◆ CONSIGNE: Rédigez la suite du texte fourni ci-dessous, qui annonce la publication de textes restés en souffrance. Reprenez juste après sa dernière phrase.

◆ TEXTE FOURNI:
◇ ◇ ◇ ◇

Quelques textes sont restés en souffrance depuis des mois. Le début du nouveau pontificat où nous nous prenons à croire que des choses peuvent se passer, semble propice pour leur publication. C'est en plus aujourd'hui 9 août, le 44ème anniversaire de mon ordination sacerdotale, à Saint Pierre d'Entremont; raison pour laquelle les photos seront des photos de Chartreuse.

◇ ◇ ◇ ◇

◆ DONNÉES FOURNIES:
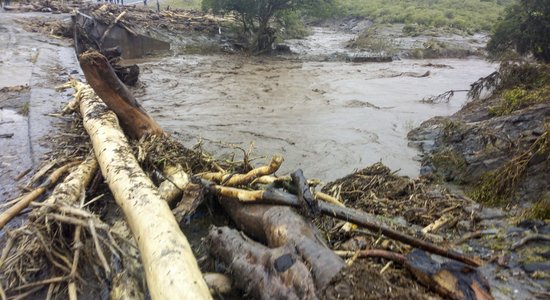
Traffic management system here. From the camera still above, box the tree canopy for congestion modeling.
[202,0,319,52]
[487,0,550,62]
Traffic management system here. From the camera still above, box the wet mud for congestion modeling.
[0,12,83,203]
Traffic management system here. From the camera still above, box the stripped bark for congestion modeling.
[199,155,284,186]
[74,82,211,299]
[209,185,482,267]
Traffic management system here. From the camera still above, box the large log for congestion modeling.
[74,82,211,299]
[79,51,165,139]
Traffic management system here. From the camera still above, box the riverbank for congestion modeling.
[2,5,548,299]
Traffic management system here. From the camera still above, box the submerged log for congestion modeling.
[405,250,494,300]
[207,184,482,267]
[0,162,78,230]
[74,81,211,299]
[222,199,345,290]
[207,227,320,299]
[79,51,166,139]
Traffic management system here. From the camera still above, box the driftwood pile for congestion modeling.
[0,51,492,299]
[89,4,223,33]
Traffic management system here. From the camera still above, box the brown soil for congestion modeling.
[322,260,439,300]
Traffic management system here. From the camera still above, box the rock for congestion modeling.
[521,262,550,273]
[456,220,472,231]
[407,94,550,201]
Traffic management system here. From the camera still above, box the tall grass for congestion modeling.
[313,0,513,31]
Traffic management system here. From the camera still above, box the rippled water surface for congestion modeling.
[137,28,495,181]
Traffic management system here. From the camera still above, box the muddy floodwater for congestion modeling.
[134,55,495,180]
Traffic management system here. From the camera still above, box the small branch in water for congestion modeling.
[420,90,469,104]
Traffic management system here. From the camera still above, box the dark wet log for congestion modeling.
[336,249,493,300]
[206,227,316,299]
[222,199,345,290]
[405,250,494,300]
[209,185,481,267]
[101,46,139,86]
[80,51,165,139]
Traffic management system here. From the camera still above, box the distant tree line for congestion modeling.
[487,0,550,63]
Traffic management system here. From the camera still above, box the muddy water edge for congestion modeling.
[135,55,495,182]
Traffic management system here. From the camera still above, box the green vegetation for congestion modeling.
[470,124,550,205]
[522,193,550,220]
[489,63,550,116]
[163,0,201,10]
[431,148,466,182]
[487,0,550,63]
[311,0,516,34]
[202,0,320,53]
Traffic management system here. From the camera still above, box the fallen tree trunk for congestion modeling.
[207,227,320,300]
[0,162,77,230]
[74,78,211,299]
[222,199,345,290]
[79,51,166,139]
[206,183,481,267]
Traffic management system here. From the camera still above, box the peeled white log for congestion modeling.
[74,82,211,299]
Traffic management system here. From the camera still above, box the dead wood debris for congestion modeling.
[0,67,492,298]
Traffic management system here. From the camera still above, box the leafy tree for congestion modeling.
[202,0,323,52]
[487,0,550,62]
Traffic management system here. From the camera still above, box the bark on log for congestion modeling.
[222,199,345,290]
[206,227,320,299]
[0,162,77,230]
[79,51,166,139]
[75,82,211,299]
[207,184,482,267]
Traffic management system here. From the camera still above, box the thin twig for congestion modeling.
[88,220,111,276]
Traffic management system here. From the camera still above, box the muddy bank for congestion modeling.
[0,12,80,206]
[135,55,494,180]
[285,17,487,61]
[408,65,550,205]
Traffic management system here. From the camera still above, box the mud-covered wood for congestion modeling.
[0,162,78,230]
[222,199,345,289]
[75,82,211,299]
[405,250,494,300]
[208,185,482,267]
[79,51,165,139]
[206,227,320,299]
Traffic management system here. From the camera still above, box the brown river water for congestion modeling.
[136,55,495,181]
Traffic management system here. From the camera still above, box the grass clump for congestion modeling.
[489,63,550,116]
[470,124,550,206]
[308,0,513,34]
[523,193,550,220]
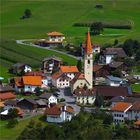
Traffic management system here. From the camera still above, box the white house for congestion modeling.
[128,101,140,120]
[52,73,71,88]
[111,102,132,123]
[45,105,74,123]
[22,76,42,92]
[39,93,57,105]
[60,66,79,80]
[106,75,123,87]
[74,89,95,104]
[47,32,65,46]
[81,44,101,55]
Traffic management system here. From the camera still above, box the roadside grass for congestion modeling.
[0,115,47,140]
[131,84,140,92]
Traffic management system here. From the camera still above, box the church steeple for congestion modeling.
[85,31,92,54]
[84,31,93,89]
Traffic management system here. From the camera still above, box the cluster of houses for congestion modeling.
[0,32,140,126]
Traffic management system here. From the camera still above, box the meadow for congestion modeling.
[0,115,44,140]
[0,0,140,80]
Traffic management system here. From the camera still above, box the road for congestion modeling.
[16,39,81,60]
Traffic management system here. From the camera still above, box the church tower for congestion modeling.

◇ ◇ ◇ ◇

◆ PRODUCTION ATTENDUE:
On a déjà compris que l'Eglise ne parviendra pas à s'arracher à ses ornières, sans le secours énorme de son Maître et Seigneur, Jésus Christ. Mais nous devons désormais prendre en compte que cela ne sera pas sans le consentement courageux et du fond de l'âme à une remise en cause radicale de tout ce que nous avons cru avoir de meilleur; ébranlement commencé paradoxalement par François avec le Motu Proprio "Traditionis Custodes", qu'à vrai dire nous avons bien pris soin de mésentendre. Et là, nous sommes tous et chacun concernés, car nous n'échapperons pas à la Parole mystérieuse du Christ : celui qui a, on lui donnera encore; mais celui qui n'a pas se fera enlever même ce qu'il a.
Voici, pour commencer, le script des trois dernières chroniques faites sur Radio Espérance en juin 2024, sur le Sacerdoce.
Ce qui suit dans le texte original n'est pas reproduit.